— Extract to read —

+-------+

However 4 days later she was hanging in there, no food of water for 4 days, no apparent pain, and strong pulse. It seemed like her eyes were more focused and tracking us and grip was still strong.

She had a respiratory infection, and a stoke (no one saw it, no hospital visit to confirm), and my sister and I still hadn't seen GP. GP who declared stroke and end of life was vacation coverage doctor.

So GP comes in on Tuesday, and in the absence of an advanced directive from Mum (of a detailed sort) we all decide to treat respiratory infection and give IV fluids to check if she is fighting back. After 72 hours with care home antibiotic and IV treatment via hospital at home it is decided she is not able to fight back so we are back on end of life again.

It was so difficult to make the decision without Advance Directive, which we would have had to discuss 10 years ago with Mum, prior to dementia

So DNR is all well and good but doesn't cover the half of it, in our experience.

Poor Mum, we are praying for a quick and peaceful passing for her, but her body was strong before this incident so who knows.

Just wanted to share, because this situation was a surprise to sis and I who thought we were so well prepared!

Sue
 

jaymor

Volunteer Moderator
Jul 14, 2006
13,232
England
My understanding of DNR is that it is an instruction that no intervention is used to resuscitate the person after the heart has stopped beating or the breathing has stopped. It does not rule out trying medication.

+-------+

— Dataset content —

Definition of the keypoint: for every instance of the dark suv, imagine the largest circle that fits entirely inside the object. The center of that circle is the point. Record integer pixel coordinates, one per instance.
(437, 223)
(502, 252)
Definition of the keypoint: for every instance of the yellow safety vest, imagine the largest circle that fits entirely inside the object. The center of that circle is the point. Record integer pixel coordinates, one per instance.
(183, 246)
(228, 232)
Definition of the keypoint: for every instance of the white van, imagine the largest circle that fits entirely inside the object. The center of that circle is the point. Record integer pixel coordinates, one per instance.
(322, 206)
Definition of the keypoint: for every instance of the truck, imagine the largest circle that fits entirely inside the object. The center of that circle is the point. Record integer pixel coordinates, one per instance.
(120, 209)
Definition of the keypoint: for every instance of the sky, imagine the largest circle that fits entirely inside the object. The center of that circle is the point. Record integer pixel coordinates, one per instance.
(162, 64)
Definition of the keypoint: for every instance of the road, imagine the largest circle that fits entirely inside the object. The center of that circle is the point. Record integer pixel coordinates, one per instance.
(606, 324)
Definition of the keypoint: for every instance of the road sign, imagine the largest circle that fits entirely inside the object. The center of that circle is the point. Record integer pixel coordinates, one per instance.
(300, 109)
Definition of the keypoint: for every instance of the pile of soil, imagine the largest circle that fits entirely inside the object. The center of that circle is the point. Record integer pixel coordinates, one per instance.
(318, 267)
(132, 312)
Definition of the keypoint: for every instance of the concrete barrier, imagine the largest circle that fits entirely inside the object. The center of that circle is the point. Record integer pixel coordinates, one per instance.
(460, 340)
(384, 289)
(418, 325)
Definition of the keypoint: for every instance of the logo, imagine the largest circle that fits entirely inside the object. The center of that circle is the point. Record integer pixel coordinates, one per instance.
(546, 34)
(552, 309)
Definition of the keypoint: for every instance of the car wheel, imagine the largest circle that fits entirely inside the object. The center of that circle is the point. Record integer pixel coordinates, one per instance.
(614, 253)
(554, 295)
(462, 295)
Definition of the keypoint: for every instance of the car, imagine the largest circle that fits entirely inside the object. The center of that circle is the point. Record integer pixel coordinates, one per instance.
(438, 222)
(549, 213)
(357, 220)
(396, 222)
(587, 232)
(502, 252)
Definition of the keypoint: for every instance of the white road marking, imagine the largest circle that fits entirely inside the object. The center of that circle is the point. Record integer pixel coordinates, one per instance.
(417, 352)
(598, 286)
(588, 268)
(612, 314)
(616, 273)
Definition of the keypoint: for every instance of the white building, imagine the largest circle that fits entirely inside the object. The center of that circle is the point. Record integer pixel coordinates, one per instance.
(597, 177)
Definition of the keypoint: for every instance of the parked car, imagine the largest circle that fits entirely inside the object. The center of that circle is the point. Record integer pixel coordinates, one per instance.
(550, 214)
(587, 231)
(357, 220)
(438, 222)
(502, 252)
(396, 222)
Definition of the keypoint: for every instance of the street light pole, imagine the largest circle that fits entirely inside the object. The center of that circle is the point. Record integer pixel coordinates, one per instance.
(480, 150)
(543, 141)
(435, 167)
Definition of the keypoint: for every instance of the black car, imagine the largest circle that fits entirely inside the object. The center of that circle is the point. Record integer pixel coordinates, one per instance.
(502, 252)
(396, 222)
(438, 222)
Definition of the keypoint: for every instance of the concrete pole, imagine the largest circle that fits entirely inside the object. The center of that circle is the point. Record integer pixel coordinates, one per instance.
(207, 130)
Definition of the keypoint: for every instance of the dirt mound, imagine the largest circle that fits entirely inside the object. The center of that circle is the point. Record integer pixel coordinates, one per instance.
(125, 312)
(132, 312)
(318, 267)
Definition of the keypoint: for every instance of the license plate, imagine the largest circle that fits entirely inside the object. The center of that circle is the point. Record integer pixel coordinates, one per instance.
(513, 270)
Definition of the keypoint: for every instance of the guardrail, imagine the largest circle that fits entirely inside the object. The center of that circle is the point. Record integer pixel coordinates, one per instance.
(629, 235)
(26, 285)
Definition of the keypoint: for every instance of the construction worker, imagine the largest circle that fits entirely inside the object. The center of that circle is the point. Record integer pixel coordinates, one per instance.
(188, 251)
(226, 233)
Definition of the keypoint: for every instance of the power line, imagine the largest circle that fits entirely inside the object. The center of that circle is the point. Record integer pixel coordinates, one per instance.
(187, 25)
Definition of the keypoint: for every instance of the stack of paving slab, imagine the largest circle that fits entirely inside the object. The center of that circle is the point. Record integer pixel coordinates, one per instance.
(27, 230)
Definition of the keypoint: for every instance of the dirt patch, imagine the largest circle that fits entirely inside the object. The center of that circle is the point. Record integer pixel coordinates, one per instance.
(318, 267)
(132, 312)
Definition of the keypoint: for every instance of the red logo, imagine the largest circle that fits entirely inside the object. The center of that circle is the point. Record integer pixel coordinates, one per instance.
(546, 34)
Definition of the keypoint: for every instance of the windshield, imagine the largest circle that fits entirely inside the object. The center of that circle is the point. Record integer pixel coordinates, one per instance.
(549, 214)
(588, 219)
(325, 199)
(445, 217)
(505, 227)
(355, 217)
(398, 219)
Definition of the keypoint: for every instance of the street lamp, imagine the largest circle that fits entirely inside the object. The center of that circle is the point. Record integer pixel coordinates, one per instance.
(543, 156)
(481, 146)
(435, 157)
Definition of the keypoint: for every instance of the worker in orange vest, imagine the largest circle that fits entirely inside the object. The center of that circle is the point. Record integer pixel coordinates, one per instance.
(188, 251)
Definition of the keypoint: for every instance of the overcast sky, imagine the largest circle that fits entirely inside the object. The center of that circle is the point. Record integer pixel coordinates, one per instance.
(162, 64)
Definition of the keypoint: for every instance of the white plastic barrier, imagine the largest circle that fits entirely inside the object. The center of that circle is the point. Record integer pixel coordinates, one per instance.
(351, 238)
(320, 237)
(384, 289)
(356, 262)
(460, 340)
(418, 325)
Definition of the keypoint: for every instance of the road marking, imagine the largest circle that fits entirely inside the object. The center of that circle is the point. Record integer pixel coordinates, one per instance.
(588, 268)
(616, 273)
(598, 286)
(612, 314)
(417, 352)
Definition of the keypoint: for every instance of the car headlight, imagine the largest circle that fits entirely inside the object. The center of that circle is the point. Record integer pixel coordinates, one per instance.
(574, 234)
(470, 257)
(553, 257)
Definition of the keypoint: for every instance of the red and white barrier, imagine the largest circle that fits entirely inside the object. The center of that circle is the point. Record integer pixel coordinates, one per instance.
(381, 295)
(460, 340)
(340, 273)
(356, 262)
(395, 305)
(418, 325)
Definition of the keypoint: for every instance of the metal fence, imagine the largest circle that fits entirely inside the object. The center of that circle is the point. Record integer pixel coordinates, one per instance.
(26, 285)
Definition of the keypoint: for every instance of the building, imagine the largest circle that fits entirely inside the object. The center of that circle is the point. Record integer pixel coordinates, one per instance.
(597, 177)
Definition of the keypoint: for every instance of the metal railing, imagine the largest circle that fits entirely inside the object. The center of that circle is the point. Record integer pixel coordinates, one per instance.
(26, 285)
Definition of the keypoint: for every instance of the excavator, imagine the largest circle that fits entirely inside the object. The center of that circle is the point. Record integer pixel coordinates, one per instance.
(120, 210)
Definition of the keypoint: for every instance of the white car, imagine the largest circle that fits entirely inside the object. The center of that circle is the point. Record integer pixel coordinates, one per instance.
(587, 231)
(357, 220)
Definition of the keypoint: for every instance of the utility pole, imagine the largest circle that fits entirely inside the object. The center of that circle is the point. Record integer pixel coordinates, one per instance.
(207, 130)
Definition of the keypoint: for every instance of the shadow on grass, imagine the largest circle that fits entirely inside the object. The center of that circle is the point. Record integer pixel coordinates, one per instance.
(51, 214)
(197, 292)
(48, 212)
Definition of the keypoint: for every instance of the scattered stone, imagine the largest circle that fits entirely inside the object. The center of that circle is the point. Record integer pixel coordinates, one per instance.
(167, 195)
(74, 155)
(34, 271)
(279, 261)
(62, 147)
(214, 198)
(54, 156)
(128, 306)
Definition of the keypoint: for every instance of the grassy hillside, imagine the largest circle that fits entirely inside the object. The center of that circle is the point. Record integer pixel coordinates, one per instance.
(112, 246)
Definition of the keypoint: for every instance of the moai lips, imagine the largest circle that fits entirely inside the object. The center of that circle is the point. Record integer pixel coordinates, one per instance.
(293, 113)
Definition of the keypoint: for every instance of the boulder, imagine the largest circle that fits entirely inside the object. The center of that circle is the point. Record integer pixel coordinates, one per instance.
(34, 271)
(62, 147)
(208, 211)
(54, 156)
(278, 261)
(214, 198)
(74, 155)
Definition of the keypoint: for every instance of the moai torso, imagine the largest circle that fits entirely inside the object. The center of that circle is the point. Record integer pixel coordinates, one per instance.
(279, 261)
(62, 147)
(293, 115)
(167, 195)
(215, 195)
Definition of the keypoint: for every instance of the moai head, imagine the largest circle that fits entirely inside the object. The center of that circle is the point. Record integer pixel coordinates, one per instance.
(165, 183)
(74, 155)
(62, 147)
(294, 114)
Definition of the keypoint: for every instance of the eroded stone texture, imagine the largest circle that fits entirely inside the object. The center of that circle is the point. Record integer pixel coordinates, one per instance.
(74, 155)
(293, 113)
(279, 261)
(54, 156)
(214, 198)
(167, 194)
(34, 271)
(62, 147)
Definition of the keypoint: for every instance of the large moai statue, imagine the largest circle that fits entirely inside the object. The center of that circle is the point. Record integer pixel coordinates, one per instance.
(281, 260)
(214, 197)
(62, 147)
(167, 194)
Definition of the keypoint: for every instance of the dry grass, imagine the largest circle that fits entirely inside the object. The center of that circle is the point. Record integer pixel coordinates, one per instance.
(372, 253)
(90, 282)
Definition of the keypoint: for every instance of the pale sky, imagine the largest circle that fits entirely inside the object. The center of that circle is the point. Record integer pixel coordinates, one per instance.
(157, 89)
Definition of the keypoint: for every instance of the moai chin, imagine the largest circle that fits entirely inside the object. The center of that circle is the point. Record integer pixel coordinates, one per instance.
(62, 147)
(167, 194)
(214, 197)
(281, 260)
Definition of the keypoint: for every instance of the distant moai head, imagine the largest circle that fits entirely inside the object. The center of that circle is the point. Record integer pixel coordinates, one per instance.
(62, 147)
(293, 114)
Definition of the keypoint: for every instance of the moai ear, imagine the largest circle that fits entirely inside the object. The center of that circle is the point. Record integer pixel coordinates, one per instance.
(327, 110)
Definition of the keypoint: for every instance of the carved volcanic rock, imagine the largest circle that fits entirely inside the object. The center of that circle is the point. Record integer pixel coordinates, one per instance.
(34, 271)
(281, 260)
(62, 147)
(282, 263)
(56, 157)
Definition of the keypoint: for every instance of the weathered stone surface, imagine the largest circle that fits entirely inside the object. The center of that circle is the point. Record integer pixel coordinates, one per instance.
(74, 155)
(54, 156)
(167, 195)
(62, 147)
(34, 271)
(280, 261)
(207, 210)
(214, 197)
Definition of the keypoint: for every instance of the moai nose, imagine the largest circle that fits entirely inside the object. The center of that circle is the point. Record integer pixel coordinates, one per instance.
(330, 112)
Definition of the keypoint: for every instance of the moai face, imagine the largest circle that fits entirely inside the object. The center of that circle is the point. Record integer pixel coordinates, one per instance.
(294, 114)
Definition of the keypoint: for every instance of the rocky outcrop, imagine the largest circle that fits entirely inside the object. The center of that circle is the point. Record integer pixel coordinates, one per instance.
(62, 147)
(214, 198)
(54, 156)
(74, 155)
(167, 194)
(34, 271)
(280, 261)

+-------+

— Problem 1 —
From the forum thread about a mother's end-of-life care, list the signs that Mum was still holding on after four days without food or water.
— Problem 2 —
In the forum thread on end-of-life care, what does the volunteer moderator say a DNR does not rule out?
— Problem 3 —
Continue the forum thread about a mother's end-of-life care, starting right after its final sentence.

— Output 1 —
- No apparent pain
- Strong pulse
- Eyes seemed more focused and tracking them
- Grip was still strong

— Output 2 —
It does not rule out trying medication.

— Output 3 —
lemonjuice

Registered User
Jun 15, 2016
1,534
England
That is exactly the problem. We had no idea if Mum would have wanted antibiotics and fluids given her situation. So hard. Sue
I think you'd find that she'd be administered antibiotics and fluids anyway these days. Everyone is so afraid of being accused of 'assisting someone's death'.

One of the first things we did many years ago was to get the purple forms for DNR, but as you so rightly point out they are only useful if the person has a heart attack. So not really much use as we watch our LOs struggle with all the other slow ways of dying.
 

cragmaid

Registered User
Oct 18, 2010
7,941
North East England
In the UK, along with the DNR we have the EHCP....Emergency Health Care Plan....which is decided along with the GP. We had one for Mum because she was in a CH and not Nursing home, if she needed IV ABs she would have to go to the A&E. We stated that in the even of a need for Emergency treatment, Mum would only be taken to A&E in the event of a physical Trauma i.e skin damage or broken bones.

This was backed up by the LPA which permitted me to act in Mum's best interests.

It might be worth enquiring if such a plan is available where you live.